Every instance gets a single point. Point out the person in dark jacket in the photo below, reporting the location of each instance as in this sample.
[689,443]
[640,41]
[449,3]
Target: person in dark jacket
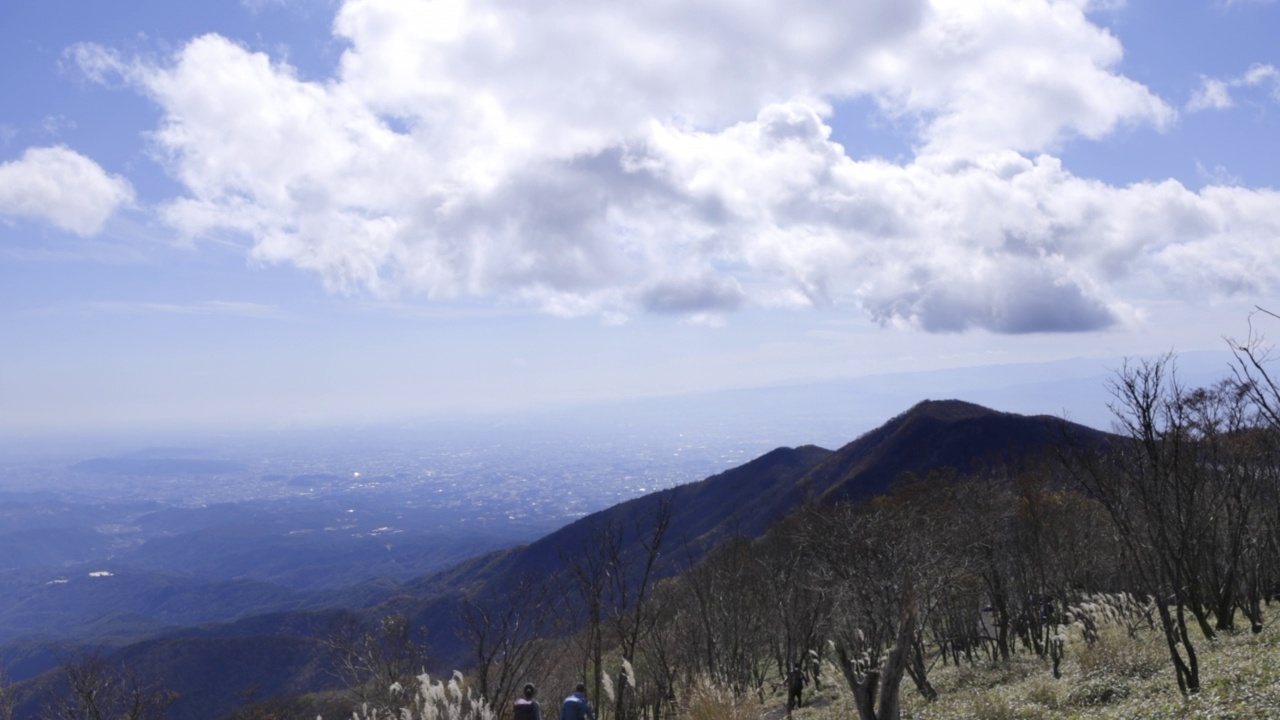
[528,707]
[576,707]
[795,687]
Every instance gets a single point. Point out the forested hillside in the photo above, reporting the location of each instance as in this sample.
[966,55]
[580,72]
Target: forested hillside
[952,538]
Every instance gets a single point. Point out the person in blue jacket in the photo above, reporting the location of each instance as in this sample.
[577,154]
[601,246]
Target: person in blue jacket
[576,707]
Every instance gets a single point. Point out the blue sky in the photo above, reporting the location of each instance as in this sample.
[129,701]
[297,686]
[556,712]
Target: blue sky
[284,213]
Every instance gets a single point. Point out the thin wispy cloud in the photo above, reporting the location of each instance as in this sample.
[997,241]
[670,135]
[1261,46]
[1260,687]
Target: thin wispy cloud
[1216,94]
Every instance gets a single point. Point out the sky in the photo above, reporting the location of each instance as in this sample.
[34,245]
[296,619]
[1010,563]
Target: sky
[293,213]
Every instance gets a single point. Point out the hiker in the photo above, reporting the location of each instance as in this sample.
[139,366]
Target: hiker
[528,707]
[576,707]
[795,686]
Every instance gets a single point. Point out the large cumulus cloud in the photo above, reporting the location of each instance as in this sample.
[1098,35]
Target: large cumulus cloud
[672,156]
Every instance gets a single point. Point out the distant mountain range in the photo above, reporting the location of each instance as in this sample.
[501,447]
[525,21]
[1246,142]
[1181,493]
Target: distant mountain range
[740,501]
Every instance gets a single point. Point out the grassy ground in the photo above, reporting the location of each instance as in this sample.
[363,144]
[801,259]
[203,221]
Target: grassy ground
[1115,678]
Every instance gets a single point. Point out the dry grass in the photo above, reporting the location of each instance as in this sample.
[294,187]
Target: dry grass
[1116,678]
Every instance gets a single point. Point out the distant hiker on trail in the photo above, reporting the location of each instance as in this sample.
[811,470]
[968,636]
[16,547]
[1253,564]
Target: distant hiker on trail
[795,686]
[528,707]
[576,707]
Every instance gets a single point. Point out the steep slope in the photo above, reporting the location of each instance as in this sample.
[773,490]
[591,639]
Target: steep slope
[936,434]
[744,500]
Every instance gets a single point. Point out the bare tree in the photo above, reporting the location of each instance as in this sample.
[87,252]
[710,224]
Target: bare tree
[504,629]
[379,662]
[99,688]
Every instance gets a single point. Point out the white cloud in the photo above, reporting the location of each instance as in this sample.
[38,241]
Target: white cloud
[62,187]
[1215,94]
[673,158]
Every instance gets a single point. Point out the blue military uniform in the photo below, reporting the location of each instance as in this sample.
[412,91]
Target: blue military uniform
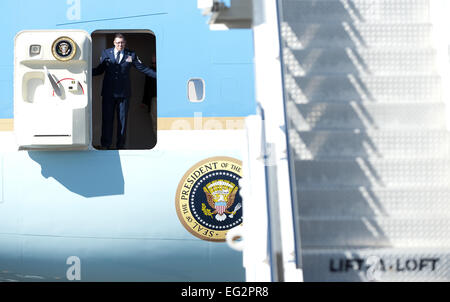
[116,91]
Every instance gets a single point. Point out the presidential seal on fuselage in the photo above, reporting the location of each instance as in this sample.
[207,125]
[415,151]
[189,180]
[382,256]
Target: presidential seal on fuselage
[207,201]
[64,49]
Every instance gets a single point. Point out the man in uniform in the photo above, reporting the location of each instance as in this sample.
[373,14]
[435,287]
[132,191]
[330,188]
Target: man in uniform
[116,63]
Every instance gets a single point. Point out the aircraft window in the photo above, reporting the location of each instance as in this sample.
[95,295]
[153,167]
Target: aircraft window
[196,90]
[141,123]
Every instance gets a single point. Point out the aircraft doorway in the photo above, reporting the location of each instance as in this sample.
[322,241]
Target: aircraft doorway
[142,114]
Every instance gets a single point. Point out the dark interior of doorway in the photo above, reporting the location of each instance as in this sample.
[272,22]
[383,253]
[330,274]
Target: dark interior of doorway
[142,115]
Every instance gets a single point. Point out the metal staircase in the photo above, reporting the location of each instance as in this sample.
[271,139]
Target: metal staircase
[364,84]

- _YOUR OBJECTIVE_
Output every line of the material above as a Markdown table with two columns, Row for the row number and Line for the line itself. Skip blank lines and leave the pictures out.

- _WRITTEN SOLUTION_
| Row | Line |
|---|---|
| 1 | Every instance gets a single point. Point out the person in dark jacket in the photo below, reporting the location of each instance as in this sample. |
| 2 | [689,443] |
| 3 | [640,41] |
| 4 | [449,3] |
| 5 | Target: person in dark jacket |
| 6 | [528,707] |
| 7 | [576,707] |
| 8 | [795,687] |
| 9 | Every instance gets a single point. Point out the forested hillside in the photo above, reporting the location of each instance as in this sample. |
| 10 | [966,55] |
| 11 | [580,72] |
| 12 | Target: forested hillside |
| 13 | [952,538] |
| 14 | Every instance gets a single point. Point out the person in blue jacket in the photo above, reporting the location of each instance as in this sample. |
| 15 | [577,154] |
| 16 | [601,246] |
| 17 | Target: person in blue jacket |
| 18 | [576,707] |
| 19 | Every instance gets a single point. Point out the blue sky in the photo above, reporting the location of each instance as in this sample. |
| 20 | [129,701] |
| 21 | [297,686] |
| 22 | [556,712] |
| 23 | Target: blue sky |
| 24 | [284,213] |
| 25 | Every instance gets a single point. Point out the thin wispy cloud in the photo above, reporting the location of each instance as in this sample. |
| 26 | [997,241] |
| 27 | [670,135] |
| 28 | [1261,46] |
| 29 | [1260,687] |
| 30 | Target: thin wispy cloud |
| 31 | [1216,94] |
| 32 | Every instance gets a single point. Point out the sky in the photo above, reporting the location of each instance as in this sample. |
| 33 | [34,245] |
| 34 | [296,619] |
| 35 | [1010,563] |
| 36 | Target: sky |
| 37 | [293,213] |
| 38 | Every instance gets a single point. Point out the hiker in the photo above, reporting the location of each instance as in this sample. |
| 39 | [139,366] |
| 40 | Target: hiker |
| 41 | [528,707] |
| 42 | [576,707] |
| 43 | [795,686] |
| 44 | Every instance gets a single point. Point out the large cumulus cloud in the photo above, reporting the location of each instance as in this sample. |
| 45 | [1098,35] |
| 46 | Target: large cumulus cloud |
| 47 | [672,156] |
| 48 | Every instance gets a single point. Point out the distant mountain range in the photo above, reporting the location of each instance as in this sample. |
| 49 | [501,447] |
| 50 | [525,21] |
| 51 | [1246,142] |
| 52 | [1181,493] |
| 53 | Target: distant mountain range |
| 54 | [740,501] |
| 55 | Every instance gets a single point. Point out the grassy ground in the photo above, reporting the location of each instance as in this sample. |
| 56 | [363,144] |
| 57 | [801,259] |
| 58 | [203,221] |
| 59 | Target: grassy ground |
| 60 | [1115,678] |
| 61 | Every instance gets a single point. Point out the dry grass in the photo above, reporting the location of each instance as in this sample. |
| 62 | [294,187] |
| 63 | Target: dry grass |
| 64 | [1116,678] |
| 65 | Every instance gets a single point. Point out the distant hiker on trail in the photo above, reporting the location of each instance as in this sample. |
| 66 | [811,470] |
| 67 | [968,636] |
| 68 | [16,547] |
| 69 | [1253,564] |
| 70 | Target: distant hiker on trail |
| 71 | [795,686] |
| 72 | [528,707] |
| 73 | [576,707] |
| 74 | Every instance gets a single point. Point out the steep slope in the photo above, reporting the location of each instance as in this sample. |
| 75 | [773,490] |
| 76 | [591,639] |
| 77 | Target: steep slope |
| 78 | [936,434] |
| 79 | [744,500] |
| 80 | Every instance gets a single point. Point out the bare tree in the photo above, reporting the location of each instance as in this sample. |
| 81 | [87,252] |
| 82 | [710,224] |
| 83 | Target: bare tree |
| 84 | [504,629] |
| 85 | [379,662] |
| 86 | [99,688] |
| 87 | Every instance gets a single point. Point out the white cloud in the photo above, reporting the location of each instance as in this sample. |
| 88 | [38,241] |
| 89 | Target: white cloud |
| 90 | [62,187] |
| 91 | [1215,94] |
| 92 | [673,158] |
| 93 | Every instance gets a single point. Point out the blue military uniform in the photo below, reporting the location of each instance as in this sample. |
| 94 | [412,91] |
| 95 | Target: blue military uniform |
| 96 | [116,91] |
| 97 | Every instance gets a single point. Point out the presidential seal on fuselage in the photo above, reporting the location of each instance as in this sample. |
| 98 | [207,125] |
| 99 | [415,151] |
| 100 | [189,180] |
| 101 | [382,256] |
| 102 | Target: presidential seal on fuselage |
| 103 | [207,201] |
| 104 | [64,49] |
| 105 | Every instance gets a single point. Point out the man in uniform in the photo above, reporting the location of each instance as in this sample. |
| 106 | [373,14] |
| 107 | [435,287] |
| 108 | [132,191] |
| 109 | [330,188] |
| 110 | Target: man in uniform |
| 111 | [116,63] |
| 112 | Every instance gets a single point. Point out the aircraft window in the photo above, reporting the location of each instance as in this sample. |
| 113 | [95,295] |
| 114 | [153,167] |
| 115 | Target: aircraft window |
| 116 | [196,90] |
| 117 | [141,123] |
| 118 | Every instance gets a single point. Point out the aircraft doorway in the photo above, reporting the location of each instance as in this sample. |
| 119 | [322,241] |
| 120 | Target: aircraft doorway |
| 121 | [142,114] |
| 122 | Every instance gets a single point. Point out the dark interior of doorway in the photo above, reporting the location of each instance as in this sample. |
| 123 | [272,22] |
| 124 | [383,253] |
| 125 | [330,274] |
| 126 | Target: dark interior of doorway |
| 127 | [142,115] |
| 128 | Every instance gets a single point. Point out the metal staircase in the photo above, reporting the location of each instance as in this sample. |
| 129 | [271,139] |
| 130 | Target: metal staircase |
| 131 | [364,84] |